Tonight's concert begins with the first of Bach's Brandenburg Concertos. In the spring of 1721, Bach was contemplating changing jobs and, after a chance meeting with the Margrave of Brandenburg, Bach sent him a set of six concertos that he had already written - possibly as a kind of audition. The Margrave appears to have completely ignored the gift and the set were discarded in his library until his death in 1734. They were found in the Brandenburg archives during the 19th century. Brandenburg Concerto No. 1, which we will hear tonight, is the only one with four movements, and prominently features the horns and oboes.
The Sonata in A major for Violin and Piano by César Franck is one of his best known compositions, and one of the finest sonatas for violin and piano ever written. It was written in 1886, when Franck was 63, as a wedding present for the violinist Eugène Ysaÿe. Franck presented the work on the morning of the wedding. After a hurried rehearsal, Ysaÿe and his pianist played the Sonata to the assembled guests. Ysaÿe kept the Violin Sonata in his repertoire for the next 40 years of his life, and his championing of the Sonata contributed to the public recognition of Franck as a major composer.

▶ TO-DO LIST
(a) In the program notes, who received Franck's Sonata in A major as a wedding present?
(b) Repeat, word for word, everything in the program notes from "The Sonata in" down to "a major composer.".

▶ INFORMATION PROVIDED

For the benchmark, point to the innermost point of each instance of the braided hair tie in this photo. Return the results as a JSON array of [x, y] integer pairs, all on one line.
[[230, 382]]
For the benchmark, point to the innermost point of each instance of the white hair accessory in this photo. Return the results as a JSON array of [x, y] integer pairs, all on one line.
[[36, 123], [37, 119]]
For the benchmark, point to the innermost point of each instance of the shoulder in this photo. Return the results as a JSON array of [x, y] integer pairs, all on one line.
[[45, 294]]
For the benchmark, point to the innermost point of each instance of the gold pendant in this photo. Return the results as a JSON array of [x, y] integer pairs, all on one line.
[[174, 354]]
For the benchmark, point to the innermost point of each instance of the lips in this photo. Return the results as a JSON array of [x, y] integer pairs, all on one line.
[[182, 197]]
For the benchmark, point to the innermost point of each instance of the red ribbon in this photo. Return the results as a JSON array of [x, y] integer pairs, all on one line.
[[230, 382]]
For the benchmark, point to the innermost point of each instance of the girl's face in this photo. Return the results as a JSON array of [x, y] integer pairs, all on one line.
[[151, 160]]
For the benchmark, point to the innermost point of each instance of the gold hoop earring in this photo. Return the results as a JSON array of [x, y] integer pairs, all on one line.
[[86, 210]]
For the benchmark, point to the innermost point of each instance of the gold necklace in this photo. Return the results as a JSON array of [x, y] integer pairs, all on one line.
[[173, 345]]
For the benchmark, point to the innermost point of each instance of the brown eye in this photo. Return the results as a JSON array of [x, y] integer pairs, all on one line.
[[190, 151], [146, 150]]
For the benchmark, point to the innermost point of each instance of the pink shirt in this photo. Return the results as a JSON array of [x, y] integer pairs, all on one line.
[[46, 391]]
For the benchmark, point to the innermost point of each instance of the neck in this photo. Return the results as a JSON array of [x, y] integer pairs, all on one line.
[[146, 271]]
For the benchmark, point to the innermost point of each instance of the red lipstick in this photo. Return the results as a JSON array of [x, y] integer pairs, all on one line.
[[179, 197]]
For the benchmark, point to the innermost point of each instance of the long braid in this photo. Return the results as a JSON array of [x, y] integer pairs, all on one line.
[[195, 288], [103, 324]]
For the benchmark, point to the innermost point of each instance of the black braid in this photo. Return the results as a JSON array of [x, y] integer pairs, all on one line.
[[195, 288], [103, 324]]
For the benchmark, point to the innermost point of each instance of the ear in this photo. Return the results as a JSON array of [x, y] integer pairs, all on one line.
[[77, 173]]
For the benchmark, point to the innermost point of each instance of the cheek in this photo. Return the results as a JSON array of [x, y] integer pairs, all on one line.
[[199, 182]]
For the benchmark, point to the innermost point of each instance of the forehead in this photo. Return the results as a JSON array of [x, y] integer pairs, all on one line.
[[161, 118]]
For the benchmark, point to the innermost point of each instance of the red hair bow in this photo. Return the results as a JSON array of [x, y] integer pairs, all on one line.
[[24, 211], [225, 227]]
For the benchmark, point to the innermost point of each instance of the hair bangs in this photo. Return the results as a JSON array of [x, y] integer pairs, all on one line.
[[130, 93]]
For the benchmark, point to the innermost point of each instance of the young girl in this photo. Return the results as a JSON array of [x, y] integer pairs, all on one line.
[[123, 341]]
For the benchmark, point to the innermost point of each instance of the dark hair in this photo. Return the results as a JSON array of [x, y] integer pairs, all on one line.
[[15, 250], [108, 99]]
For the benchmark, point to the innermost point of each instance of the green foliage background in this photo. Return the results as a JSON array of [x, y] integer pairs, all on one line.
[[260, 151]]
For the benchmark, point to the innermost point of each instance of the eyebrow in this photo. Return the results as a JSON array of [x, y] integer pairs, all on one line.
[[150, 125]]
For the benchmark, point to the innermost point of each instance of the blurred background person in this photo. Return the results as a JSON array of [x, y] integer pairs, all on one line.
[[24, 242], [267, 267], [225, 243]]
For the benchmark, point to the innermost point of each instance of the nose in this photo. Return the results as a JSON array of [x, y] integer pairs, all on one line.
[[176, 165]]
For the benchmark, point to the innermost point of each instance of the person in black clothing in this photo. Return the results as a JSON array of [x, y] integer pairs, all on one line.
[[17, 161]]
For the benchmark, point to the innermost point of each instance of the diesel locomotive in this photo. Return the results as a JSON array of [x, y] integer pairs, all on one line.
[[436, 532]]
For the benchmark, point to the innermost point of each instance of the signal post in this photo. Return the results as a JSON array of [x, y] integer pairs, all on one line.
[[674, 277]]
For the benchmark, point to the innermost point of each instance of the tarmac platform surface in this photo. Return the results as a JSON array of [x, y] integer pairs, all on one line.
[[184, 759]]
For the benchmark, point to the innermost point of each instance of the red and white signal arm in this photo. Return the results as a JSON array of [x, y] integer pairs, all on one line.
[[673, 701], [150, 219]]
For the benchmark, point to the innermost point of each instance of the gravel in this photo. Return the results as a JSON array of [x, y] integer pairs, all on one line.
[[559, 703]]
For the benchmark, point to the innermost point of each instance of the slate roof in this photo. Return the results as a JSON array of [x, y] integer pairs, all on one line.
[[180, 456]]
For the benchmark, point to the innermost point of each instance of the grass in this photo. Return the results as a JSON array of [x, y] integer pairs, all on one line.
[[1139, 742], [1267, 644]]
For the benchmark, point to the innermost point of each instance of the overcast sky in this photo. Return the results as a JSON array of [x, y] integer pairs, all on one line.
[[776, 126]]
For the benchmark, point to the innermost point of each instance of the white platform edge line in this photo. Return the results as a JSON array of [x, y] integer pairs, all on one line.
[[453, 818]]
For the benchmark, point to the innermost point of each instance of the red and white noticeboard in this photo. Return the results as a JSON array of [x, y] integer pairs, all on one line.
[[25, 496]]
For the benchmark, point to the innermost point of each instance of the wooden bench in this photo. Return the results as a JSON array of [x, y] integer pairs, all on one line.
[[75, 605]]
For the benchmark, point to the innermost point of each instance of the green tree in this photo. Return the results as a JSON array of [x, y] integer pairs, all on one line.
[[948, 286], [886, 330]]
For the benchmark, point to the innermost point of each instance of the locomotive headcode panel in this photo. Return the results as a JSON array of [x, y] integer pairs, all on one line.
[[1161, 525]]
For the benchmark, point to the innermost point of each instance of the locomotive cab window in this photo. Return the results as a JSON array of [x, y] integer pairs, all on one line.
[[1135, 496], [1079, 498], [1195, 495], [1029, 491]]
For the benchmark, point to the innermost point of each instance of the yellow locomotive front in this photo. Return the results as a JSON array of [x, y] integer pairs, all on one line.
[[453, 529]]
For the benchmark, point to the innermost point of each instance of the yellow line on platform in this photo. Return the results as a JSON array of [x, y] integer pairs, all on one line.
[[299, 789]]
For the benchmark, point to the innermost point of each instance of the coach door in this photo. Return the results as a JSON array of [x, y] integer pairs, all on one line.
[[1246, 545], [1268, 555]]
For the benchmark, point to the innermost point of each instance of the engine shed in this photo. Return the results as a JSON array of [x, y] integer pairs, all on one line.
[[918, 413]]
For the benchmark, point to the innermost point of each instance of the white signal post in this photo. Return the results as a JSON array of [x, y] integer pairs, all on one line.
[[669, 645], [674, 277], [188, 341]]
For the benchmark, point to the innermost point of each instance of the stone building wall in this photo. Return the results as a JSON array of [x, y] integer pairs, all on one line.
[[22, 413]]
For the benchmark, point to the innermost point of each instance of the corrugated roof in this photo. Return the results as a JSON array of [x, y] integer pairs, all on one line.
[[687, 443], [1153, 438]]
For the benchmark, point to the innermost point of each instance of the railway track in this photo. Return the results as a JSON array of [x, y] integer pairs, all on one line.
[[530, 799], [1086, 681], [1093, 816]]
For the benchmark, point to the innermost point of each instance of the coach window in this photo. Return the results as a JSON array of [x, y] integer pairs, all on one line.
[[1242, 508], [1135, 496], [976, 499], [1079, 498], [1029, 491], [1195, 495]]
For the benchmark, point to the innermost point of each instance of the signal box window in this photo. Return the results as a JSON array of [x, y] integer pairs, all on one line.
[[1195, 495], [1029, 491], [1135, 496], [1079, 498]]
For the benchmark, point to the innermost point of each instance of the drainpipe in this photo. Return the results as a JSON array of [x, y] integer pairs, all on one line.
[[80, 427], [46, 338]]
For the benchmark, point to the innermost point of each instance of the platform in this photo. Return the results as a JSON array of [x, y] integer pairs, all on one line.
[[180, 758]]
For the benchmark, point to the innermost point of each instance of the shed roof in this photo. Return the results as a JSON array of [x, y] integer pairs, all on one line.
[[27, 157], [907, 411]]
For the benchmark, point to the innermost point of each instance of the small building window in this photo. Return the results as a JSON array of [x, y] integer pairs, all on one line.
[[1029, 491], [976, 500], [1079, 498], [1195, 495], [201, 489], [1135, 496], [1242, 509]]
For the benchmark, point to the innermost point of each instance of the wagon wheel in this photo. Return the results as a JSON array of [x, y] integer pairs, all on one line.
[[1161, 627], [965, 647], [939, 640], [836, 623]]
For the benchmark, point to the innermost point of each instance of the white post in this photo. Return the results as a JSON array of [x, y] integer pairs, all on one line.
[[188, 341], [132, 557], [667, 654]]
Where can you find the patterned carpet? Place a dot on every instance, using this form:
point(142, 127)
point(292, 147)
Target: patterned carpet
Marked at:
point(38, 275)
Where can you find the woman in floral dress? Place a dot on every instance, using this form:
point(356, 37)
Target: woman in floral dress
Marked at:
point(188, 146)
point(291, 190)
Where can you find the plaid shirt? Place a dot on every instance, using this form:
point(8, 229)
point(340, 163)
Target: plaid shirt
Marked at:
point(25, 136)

▶ ANSWERS FOR THIS EXERCISE
(a) The violinist Eugène Ysaÿe.

(b)
The Sonata in A major for Violin and Piano by César Franck is one of his best known compositions, and one of the finest sonatas for violin and piano ever written. It was written in 1886, when Franck was 63, as a wedding present for the violinist Eugène Ysaÿe. Franck presented the work on the morning of the wedding. After a hurried rehearsal, Ysaÿe and his pianist played the Sonata to the assembled guests. Ysaÿe kept the Violin Sonata in his repertoire for the next 40 years of his life, and his championing of the Sonata contributed to the public recognition of Franck as a major composer.